* _SOURCE EXTRACT_
I assume that one reason for not mentioning this option is the fact that it's relatively new. My GNU sed version 4.2.1 knows nothing about it. My understanding is that it treats null characters in the input like it would treat linefeeds without this option. It would treat "real" linefeeds as normal characters. Neither null characters nor linefeeds would be stripped or changed for the output, unless explicitely changed by the code.

We'll look into how sed actually works here later, but for now consider the following:

Code: Select all

[root@dpupbuster64 ~] $ { echo -n a; printf '\0'; echo -n b; } | sed -z p | tr '\0' '\n'; echo ""
a
a
b
b
[root@dpupbuster64 ~] $ { echo -n a; printf '\0'; echo -n b; } | sed -z p; echo ""
aabb
[root@dpupbuster64 ~] $ { echo -n a; printf '\0'; echo -n b; } | sed -nz p; echo ""
ab
[root@dpupbuster64 ~] $ { echo -n a; printf '\0'; echo -n b; } | sed -nz p | tr '\0' '\n'; echo ""
a
b
[root@dpupbuster64 ~] $ { echo -n a; printf '\0'; echo -n b; } | sed -zne 's/\(.*\)/c\1/;p' | tr '\0' '\n'; echo ""
ca
cb

I need some time to ponder this and part of pondering it is figuring out how to properly test it.

* _INSTRUCTIONS_
(1) Give every distinct set of flags passed to sed in the commands shown in the sed forum excerpt, each written as it appears there.
(2) Reproduce the stretch of the sed forum excerpt from "I assume that" through "by the code.".
Work from the sed forum excerpt alone.

* _RECORDS_
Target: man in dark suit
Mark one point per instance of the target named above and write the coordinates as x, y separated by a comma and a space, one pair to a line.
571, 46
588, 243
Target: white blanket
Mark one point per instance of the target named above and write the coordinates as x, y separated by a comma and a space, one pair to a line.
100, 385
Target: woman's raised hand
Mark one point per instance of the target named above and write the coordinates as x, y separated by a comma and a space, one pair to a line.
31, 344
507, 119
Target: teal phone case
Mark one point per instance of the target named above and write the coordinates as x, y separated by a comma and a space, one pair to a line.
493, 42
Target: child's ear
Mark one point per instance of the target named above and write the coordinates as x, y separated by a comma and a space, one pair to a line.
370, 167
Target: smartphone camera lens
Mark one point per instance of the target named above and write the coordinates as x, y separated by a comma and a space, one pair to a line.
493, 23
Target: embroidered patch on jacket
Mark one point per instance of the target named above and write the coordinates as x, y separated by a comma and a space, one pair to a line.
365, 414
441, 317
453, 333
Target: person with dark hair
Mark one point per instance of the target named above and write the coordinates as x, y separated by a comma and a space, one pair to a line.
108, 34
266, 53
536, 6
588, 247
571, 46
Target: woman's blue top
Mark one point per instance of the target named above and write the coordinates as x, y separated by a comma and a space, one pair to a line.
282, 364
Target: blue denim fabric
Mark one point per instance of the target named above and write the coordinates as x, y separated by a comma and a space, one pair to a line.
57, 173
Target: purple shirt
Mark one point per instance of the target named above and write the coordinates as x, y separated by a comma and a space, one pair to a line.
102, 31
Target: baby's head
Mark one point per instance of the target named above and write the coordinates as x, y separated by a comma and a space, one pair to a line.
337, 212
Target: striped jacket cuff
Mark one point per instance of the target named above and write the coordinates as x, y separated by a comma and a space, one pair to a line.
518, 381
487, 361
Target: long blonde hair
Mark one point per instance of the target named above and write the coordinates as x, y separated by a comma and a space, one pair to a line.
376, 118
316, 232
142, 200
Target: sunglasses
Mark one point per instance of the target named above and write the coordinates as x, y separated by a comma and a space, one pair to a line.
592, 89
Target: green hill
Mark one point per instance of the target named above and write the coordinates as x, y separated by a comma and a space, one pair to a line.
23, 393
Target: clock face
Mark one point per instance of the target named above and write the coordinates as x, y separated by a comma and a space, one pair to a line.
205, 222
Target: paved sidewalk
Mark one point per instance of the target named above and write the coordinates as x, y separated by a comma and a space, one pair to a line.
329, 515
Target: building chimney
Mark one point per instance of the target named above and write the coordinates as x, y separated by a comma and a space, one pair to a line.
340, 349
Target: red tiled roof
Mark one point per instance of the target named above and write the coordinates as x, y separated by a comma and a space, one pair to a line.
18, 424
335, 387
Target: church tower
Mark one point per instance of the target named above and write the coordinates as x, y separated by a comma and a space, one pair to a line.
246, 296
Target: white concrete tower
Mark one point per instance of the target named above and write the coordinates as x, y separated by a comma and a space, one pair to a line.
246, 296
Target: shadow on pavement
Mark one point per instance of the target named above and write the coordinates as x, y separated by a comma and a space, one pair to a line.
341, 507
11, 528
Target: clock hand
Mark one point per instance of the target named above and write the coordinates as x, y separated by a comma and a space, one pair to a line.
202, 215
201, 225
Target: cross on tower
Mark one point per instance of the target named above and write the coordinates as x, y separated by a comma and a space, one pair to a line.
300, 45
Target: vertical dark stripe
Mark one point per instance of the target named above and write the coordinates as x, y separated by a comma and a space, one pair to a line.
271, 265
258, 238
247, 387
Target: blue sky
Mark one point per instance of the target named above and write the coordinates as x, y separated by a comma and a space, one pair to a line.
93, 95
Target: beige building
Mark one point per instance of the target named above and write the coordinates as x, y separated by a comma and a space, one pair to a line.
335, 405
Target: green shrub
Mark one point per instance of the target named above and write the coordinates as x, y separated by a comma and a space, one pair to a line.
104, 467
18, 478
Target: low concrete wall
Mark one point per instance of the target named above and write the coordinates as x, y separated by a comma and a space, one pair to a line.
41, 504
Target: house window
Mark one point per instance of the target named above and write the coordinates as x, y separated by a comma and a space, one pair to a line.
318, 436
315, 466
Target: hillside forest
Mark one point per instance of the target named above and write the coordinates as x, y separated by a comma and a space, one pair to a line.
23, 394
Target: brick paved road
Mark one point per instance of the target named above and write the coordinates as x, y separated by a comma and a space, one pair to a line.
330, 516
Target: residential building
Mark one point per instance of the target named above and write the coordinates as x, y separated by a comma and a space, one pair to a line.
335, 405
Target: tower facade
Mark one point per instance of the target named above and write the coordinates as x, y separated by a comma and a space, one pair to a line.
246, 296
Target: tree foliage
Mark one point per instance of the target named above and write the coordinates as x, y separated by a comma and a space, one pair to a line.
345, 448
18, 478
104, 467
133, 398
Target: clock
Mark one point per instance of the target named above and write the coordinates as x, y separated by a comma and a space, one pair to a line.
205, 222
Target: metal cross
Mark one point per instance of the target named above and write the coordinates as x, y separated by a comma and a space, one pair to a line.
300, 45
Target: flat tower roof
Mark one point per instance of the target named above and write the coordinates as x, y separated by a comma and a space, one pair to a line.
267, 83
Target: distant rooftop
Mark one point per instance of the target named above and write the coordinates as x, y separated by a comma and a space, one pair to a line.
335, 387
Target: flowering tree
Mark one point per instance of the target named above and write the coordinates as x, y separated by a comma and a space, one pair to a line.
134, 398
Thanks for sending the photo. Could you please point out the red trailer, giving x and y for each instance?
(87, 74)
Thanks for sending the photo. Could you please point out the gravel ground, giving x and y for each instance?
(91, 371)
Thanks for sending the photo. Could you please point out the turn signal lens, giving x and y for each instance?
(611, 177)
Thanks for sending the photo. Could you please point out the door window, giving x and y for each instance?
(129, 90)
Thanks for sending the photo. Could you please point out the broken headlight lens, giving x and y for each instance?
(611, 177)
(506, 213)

* _REPLIES_
(1)
-z
-nz
-zne

(2)
I assume that one reason for not mentioning this option is the fact that it's relatively new. My GNU sed version 4.2.1 knows nothing about it. My understanding is that it treats null characters in the input like it would treat linefeeds without this option. It would treat "real" linefeeds as normal characters. Neither null characters nor linefeeds would be stripped or changed for the output, unless explicitely changed by the code.